GEËXTRAHEERDE TEKST
64.3.2 uitzondering geohydrologisch onderzoek

Het overleggen van een geohydrologisch onderzoek/rapport is niet nodig indien naar het oordeel van het bevoegd gezag de bestaande geohydrologische situatie van de bodem in andere beschikbare informatie afdoende is vastgesteld, waaronder het gegeven dat bij de bouwactiviteiten geen leemlagen/kleischotten worden doorbroken of aangetast en de kennis dat ter plaatse, tot net voorbij de diepte van het bouwplan, geen kleischotten/leemlagen aanwezig zijn, en dat daarmee afdoende is vastgesteld dat de bouw niet tot verstoring leidt van de geohydrologische situatie van de bodem.

64.4 omgevingsvergunning voor het uitvoeren van een werk, geen bouwwerk zijnde, of van werkzaamheden
64.4.1 verbod

Het is verboden om zonder of in afwijking van een omgevingsvergunning voor het uitvoeren van een werk, geen bouwwerk zijnde, of van werkzaamheden op grond van de andere bestemmingen, de volgende andere werken en/of werkzaamheden uit te voeren of te doen uitvoeren indien deze een ondergrondse diepte hebben van meer dan 1,5 meter:

  • a. het afgraven van gronden / de bodem, waaronder ook begrepen het verwijderen van bestaande funderingen;
  • b. het doorbreken of aantasten van aanwezige leemlagen;
  • c. het uitvoeren van grondbewerkingen, waaronder begrepen woelen, mengen, diepploegen, egaliseren, aanleggen van drainage en ontginnen van gronden;
  • d. het graven of vergraven, verruimen of dempen van sloten, vijvers, beken en andere wateren;
  • e. het verlagen van het grondwaterpeil;
  • f. het aanleggen, verbreden of verharden van wegen, voet-, ruiter- of rijwielpaden of parkeergelegenheden en het aanleggen van andere oppervlakteverhardingen van meer dan 100 m²;
  • g. het aanleggen van nieuwe en/of uitbreiden van bestaande van (ondergrondse) transport-, energie- of telecommunicatieleidingen of andere leidingen en de daarmee verband houdende constructies, installaties of apparatuur;
  • h. het omzetten van grasland in bouwland;
  • i. het aanbrengen van diepwortelende beplanting, zoals bomen, bos en boomgaarden, alsmede het verwijderen van stobben;
  • j. het uitvoeren van hei- en/of boorwerkzaamheden en/of het indrijven van scherpe voorwerpen in de bodem, waaronder de aanleg van waterpompen;
  • k. alle overige werkzaamheden die de geohydrologische situatie van het terrein kunnen aantasten en die niet worden gerekend tot het normale gebruik.

GEGEVENSVERZAMELING

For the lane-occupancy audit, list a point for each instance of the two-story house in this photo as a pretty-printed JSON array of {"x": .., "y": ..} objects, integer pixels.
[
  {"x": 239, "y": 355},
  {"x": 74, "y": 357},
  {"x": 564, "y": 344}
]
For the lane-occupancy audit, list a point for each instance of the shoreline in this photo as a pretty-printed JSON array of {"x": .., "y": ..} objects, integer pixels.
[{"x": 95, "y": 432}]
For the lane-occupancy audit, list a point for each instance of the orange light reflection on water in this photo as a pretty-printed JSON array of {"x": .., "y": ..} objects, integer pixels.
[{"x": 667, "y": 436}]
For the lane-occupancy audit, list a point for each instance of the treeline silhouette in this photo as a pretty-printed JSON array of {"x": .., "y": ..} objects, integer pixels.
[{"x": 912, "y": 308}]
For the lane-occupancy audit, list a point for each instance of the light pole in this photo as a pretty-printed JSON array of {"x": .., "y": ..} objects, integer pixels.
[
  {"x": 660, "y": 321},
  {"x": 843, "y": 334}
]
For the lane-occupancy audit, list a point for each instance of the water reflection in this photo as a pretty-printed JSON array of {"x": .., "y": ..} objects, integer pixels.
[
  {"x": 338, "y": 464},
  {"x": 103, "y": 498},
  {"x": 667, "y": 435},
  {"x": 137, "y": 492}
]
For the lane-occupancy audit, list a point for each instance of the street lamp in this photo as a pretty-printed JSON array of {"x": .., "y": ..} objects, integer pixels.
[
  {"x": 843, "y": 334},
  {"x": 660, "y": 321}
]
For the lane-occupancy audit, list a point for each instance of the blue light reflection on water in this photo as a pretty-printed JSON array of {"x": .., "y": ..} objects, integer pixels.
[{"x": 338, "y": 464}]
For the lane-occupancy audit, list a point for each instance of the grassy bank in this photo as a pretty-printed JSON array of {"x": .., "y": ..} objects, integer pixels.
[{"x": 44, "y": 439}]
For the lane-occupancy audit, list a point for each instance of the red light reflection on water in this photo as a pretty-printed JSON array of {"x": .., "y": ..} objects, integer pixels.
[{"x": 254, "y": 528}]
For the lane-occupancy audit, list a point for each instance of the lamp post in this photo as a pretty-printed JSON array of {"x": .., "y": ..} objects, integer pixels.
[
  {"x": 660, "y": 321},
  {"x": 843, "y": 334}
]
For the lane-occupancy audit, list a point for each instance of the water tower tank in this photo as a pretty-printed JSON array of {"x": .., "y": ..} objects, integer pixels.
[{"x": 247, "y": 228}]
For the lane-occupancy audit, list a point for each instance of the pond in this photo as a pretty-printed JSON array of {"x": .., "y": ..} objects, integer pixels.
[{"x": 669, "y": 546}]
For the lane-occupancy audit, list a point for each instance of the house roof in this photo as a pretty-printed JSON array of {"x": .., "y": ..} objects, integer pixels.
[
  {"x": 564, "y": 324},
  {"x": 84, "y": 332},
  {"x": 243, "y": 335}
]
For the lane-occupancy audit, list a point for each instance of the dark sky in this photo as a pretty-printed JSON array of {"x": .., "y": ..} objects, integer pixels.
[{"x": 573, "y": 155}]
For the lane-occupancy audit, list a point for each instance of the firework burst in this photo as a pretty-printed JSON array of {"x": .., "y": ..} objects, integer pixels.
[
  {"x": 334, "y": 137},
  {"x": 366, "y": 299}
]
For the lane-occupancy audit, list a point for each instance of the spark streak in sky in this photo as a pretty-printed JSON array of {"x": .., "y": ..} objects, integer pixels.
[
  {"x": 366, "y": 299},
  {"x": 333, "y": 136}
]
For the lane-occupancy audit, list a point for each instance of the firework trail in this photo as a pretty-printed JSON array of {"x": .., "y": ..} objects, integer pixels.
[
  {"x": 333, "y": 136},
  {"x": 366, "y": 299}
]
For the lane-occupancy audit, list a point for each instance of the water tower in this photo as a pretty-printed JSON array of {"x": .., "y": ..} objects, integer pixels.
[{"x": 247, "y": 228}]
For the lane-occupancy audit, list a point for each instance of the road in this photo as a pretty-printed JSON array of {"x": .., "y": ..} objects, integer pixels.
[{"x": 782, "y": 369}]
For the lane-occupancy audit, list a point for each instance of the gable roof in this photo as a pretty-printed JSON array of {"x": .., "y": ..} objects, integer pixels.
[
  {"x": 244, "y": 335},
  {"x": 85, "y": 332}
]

TAKEN EN OPDRACHTEN
[1] Vanaf welke ondergrondse diepte geldt het verbod in de tekst over de geohydrologische planregels?
[2] Ga verder met de tekst over de geohydrologische planregels vanaf het punt waar die ophoudt.

ANTWOORDEN OPDRACHT
[1] Bij een ondergrondse diepte van meer dan 1,5 meter.

[2]
64.4.2 uitzondering verbod

Het in lid 64.4.1 genoemde verbod is niet van toepassing op andere werken:

  • a. welke mogen worden uitgevoerd krachtens een reeds verleende bouwvergunning, aanlegvergunning, omgevingsvergunning, ontgrondingsvergunning of bouwvergunning dan wel omgevingsvergunning als bedoeld in lid 64.3. Een omgevingsvergunning voor het uitvoeren van een werk, geen bouwwerk zijnde, of van werkzaamheden is dus niet nodig als voor dezelfde werkzaamheden al een omgevingsvergunning als bedoeld in 64.3 noodzakelijk is;
  • b. welke reeds in uitvoering zijn op het tijdstip van inwerkingtreding van dit bestemmingsplan;
  • c. die behoren tot het normale onderhoud en beheer van gronden, met inbegrip van het vervangen van ondergrondse kabels en leidingen indien de ondergronds diepte en situering niet wordt gewijzigd en met inbegrip van onderhouds- en vervangingswerkzaamheden van bestaande bestratingen en beplantingen binnen bestaande tracés van kabels en leidingen;
  • d. die betrekking hebben op het slopen van de fundering van een bouwwerk indien naar oordeel van het bevoegd gezag vaststaat dat het andere werk en/of de werkzaamheid de geohydrologische situatie van het gebied niet aantast;
  • e. die ten dienste van geohydrologisch onderzoek worden uitgevoerd onder de voorwaarde dat klei- of leemlagen in boorgaten na afronding het onderzoek hersteld worden.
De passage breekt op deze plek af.